• ACTIVITIES:
- 1) Return the part of the bird dog memoir starting at "In retrospect, the" and ending at "miss the most.", word for word.
- 2) Answer from the bird dog memoir:
(a) What breed was Amy?
(b) Over how many hunting seasons did the unphotographed period with Amy take place?
(c) What did Uncle Earl later teach the narrator to rebuild?

• SOURCE DOCUMENT:
Written by: Vaughn Paul Jones
If the goal of mankind is to find true happiness, we should forego looking for ways to extend our own lives and find ways to extend our dogs’ lives. The Author
A child born since the beginning of the millennium has probably been photographed hundreds of times before he or she reaches school age. This is a recent phenomenon brought on by the electronic revolution. In the middle of the twentieth century, cameras were common, but the film and processing they required was costly. Photos were often saved for special functions, the first and last day of school, the day you wore a new suit or dress, proms, weddings and the like.
In retrospect, the cost and resultant custom of the time became a barrier to the recording of the day-to-day portion of our lives, for those of us past our seventh decade on this ever-shrinking planet. Many of us feel a loss at this dearth of our recorded history.
One such period of my life that has no photo commemorating it took place over three hunting seasons. During this time, I was accompanied by my first bird dog, an English Setter named Amy. Of all the unphotographed parts of my childhood, this is one of those I miss the most.
My association with Amy started during the summer of my fifteenth year when I received a call from my Uncle Earl. He was a quiet, but jovial, man with great skill, who could fix almost anything. In subsequent years, he would teach me to re-build starter motors and generators in a bid to keep my old cars on the road during my college years. “My sister’s husband has a hunting dog he can’t keep no more, are you interested?”

• INFORMATION SHOWN:
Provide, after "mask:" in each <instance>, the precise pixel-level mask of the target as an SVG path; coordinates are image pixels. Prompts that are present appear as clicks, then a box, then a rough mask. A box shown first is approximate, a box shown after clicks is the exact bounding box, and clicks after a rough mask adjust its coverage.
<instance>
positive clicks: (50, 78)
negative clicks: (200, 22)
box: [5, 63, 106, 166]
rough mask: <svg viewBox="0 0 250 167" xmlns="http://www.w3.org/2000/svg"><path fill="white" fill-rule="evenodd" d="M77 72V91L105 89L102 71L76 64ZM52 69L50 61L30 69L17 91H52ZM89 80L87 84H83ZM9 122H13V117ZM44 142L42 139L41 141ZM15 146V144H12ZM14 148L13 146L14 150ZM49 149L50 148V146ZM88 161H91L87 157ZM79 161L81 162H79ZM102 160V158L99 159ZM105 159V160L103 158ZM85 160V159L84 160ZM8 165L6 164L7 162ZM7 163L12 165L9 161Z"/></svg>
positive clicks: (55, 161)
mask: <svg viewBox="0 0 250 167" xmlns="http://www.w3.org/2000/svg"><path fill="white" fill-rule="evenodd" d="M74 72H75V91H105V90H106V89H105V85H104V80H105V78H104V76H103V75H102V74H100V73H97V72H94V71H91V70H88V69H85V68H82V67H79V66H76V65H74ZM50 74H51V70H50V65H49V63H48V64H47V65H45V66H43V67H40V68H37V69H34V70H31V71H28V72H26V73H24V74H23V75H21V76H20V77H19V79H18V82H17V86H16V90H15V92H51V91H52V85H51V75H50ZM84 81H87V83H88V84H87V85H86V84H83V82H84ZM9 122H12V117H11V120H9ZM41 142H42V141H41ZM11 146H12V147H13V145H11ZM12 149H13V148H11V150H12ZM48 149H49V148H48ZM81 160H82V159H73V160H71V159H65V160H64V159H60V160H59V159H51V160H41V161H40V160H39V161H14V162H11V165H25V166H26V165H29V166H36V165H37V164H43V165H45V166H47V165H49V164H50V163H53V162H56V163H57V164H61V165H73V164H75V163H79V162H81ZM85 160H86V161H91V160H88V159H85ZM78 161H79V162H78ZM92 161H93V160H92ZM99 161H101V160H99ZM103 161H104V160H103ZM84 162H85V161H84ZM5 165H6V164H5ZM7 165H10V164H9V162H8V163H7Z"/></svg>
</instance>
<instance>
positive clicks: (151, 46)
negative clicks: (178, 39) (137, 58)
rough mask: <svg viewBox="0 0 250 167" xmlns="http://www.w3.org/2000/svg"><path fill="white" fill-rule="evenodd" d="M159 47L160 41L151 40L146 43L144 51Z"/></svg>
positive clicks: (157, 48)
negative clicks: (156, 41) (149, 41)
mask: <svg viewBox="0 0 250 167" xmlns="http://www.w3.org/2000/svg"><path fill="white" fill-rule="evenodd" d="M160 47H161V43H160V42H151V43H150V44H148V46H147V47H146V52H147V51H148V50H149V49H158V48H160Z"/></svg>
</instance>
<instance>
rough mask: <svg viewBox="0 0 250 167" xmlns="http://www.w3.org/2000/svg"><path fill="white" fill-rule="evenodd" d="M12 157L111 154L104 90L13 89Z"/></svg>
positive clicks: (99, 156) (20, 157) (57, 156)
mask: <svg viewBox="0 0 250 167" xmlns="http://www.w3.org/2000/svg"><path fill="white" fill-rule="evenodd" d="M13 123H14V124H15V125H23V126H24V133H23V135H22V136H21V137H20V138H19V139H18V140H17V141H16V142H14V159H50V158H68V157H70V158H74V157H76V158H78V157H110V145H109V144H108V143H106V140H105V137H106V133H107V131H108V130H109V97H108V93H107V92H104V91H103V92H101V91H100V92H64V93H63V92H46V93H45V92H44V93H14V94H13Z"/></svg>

• SOLUTIONS TO THE PROBLEMS:
- 1)
In retrospect, the cost and resultant custom of the time became a barrier to the recording of the day-to-day portion of our lives, for those of us past our seventh decade on this ever-shrinking planet. Many of us feel a loss at this dearth of our recorded history.
One such period of my life that has no photo commemorating it took place over three hunting seasons. During this time, I was accompanied by my first bird dog, an English Setter named Amy. Of all the unphotographed parts of my childhood, this is one of those I miss the most.

- 2)
(a) English Setter
(b) Three
(c) Starter motors and generators